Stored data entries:

━━━━━━━━━━━━━━━━━━━━━━━━━━━━━━

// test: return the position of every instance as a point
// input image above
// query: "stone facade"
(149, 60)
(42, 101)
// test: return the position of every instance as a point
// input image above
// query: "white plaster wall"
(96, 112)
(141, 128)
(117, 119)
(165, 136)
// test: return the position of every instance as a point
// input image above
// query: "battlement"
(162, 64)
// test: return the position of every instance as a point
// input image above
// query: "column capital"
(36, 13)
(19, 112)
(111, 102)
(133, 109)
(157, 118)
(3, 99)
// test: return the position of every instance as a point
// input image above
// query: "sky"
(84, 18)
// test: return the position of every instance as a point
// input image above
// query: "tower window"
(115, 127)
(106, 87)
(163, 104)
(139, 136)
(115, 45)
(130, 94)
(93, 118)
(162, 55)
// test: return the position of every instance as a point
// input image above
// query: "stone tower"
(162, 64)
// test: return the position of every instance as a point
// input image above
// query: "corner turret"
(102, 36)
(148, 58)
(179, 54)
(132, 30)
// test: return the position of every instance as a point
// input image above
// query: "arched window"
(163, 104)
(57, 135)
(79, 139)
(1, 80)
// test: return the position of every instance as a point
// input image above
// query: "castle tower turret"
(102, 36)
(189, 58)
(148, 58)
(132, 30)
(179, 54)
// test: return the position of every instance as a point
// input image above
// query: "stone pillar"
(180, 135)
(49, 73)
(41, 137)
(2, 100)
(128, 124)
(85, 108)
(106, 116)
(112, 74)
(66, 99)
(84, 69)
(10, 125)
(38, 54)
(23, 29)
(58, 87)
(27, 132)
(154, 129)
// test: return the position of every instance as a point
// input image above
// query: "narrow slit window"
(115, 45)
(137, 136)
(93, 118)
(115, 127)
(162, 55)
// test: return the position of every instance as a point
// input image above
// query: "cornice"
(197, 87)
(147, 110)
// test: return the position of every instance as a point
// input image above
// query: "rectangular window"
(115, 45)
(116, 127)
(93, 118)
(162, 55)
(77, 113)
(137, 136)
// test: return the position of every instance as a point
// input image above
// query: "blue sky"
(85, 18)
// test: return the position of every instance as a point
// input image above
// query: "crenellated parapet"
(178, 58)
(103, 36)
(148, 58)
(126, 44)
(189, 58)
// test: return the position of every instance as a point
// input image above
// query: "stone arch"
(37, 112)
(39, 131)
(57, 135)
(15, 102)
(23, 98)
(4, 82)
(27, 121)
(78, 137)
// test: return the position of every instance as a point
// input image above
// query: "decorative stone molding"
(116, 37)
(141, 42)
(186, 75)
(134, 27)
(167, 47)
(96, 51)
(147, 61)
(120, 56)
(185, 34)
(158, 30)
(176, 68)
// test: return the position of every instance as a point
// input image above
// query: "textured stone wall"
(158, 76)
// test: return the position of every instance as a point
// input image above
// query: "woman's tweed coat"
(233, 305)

━━━━━━━━━━━━━━━━━━━━━━━━━━━━━━

Please repeat the material above, word for word and in full.

● **RESULT BELOW**
// test: return the position of every instance as a point
// input image above
// query: "stone facade"
(149, 60)
(42, 101)
// test: return the position of every instance as a point
// input image above
// query: "white plaster wall"
(96, 112)
(141, 128)
(117, 119)
(165, 136)
// test: return the position of every instance as a point
// input image above
// query: "battlement"
(162, 64)
// test: return the position of every instance as a point
// input image above
// query: "column capital"
(36, 13)
(19, 112)
(111, 102)
(133, 109)
(157, 118)
(3, 99)
// test: return the position of every instance as a point
// input image above
// query: "sky"
(84, 18)
// test: return the position of every instance as a point
// input image above
// query: "tower window"
(115, 127)
(106, 87)
(163, 104)
(139, 136)
(115, 45)
(130, 94)
(93, 118)
(162, 55)
// test: return the position of every instance as a point
// input image above
// query: "stone tower"
(162, 64)
// test: return the position of every instance as a point
// input image above
// query: "corner turret"
(102, 36)
(148, 58)
(179, 54)
(132, 30)
// test: return the position of every instance as a point
// input image above
// query: "arched window"
(163, 104)
(57, 135)
(79, 139)
(1, 80)
// test: return the position of every instance as a point
// input image above
// query: "castle tower turret"
(102, 36)
(189, 58)
(148, 58)
(132, 30)
(179, 54)
// test: return the position of every instance as a point
// input image above
// query: "stone pillar"
(180, 135)
(49, 73)
(41, 137)
(2, 100)
(128, 124)
(85, 108)
(106, 116)
(112, 74)
(66, 99)
(84, 69)
(10, 125)
(38, 54)
(23, 29)
(58, 87)
(27, 132)
(154, 129)
// test: return the position of every instance as a point
// input image above
// query: "narrow slit window"
(115, 45)
(137, 136)
(93, 118)
(115, 127)
(162, 55)
// test: return the position of every instance as a point
// input image above
// query: "cornice"
(197, 87)
(147, 110)
// test: return the position of every instance as a point
// input image above
// query: "rectangular window"
(115, 45)
(116, 127)
(93, 118)
(162, 55)
(77, 113)
(137, 136)
// test: return the position of every instance as a point
// input image above
// query: "blue sky"
(85, 18)
// test: return the position of every instance as a point
// input image above
// query: "crenellated parapet"
(178, 58)
(103, 36)
(148, 58)
(126, 44)
(189, 58)
// test: return the position of every instance as a point
// input image above
// query: "stone arch"
(37, 112)
(39, 131)
(57, 135)
(15, 102)
(23, 98)
(4, 82)
(27, 121)
(78, 137)
// test: return the position of every instance as a point
// input image above
// query: "decorative stone molding"
(116, 37)
(141, 42)
(186, 75)
(134, 27)
(167, 47)
(96, 51)
(147, 61)
(120, 56)
(185, 34)
(158, 30)
(176, 68)
// test: return the position of every instance as a point
// input image above
// query: "textured stone wall"
(158, 76)
// test: return the position of every instance as a point
// input image above
// query: "woman's tweed coat"
(233, 305)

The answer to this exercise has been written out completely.